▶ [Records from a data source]

== == ==

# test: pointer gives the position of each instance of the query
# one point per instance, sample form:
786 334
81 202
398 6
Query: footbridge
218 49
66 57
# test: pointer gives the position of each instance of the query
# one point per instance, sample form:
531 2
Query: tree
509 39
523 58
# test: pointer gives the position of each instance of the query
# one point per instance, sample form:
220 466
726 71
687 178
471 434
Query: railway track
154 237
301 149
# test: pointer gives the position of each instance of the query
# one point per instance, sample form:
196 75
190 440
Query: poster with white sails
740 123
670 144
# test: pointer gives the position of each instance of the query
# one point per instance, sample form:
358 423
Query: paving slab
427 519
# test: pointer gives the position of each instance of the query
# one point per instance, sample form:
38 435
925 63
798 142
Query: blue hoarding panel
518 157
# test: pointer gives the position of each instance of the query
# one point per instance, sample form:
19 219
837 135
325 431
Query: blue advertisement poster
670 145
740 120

== == ==

▶ [ACTIVITY]
Would you please write out all the entries exactly?

▶ [RESPONSE FOR THIS EXERCISE]
# test: pointer gives the position of each instance of the query
# one point per instance, sample form:
786 334
81 202
398 6
Query: footbridge
218 49
66 57
# test: pointer gives the position of each instance of the query
# one point per instance, sample form:
531 2
Query: tree
509 39
523 58
# test: pointer gives the position of each instance of the query
# one point per instance, sample form:
220 466
726 71
687 178
471 434
Query: railway track
154 237
301 149
# test: pointer gives the position of each instance of the query
# one point per instance, sample form:
196 75
190 440
Query: poster with white sails
740 123
670 144
# test: pointer gives the position of each instance of the query
# one point per instance, sample form:
358 423
Query: paving slab
427 519
# test: pointer gives the position of each instance of the query
# one point per instance, sample form:
38 435
925 63
798 142
Query: blue hoarding panel
518 157
# test: pointer gives the position of each instance of the query
# one point per instance, sample form:
19 219
837 135
325 431
Query: blue advertisement poster
670 145
740 120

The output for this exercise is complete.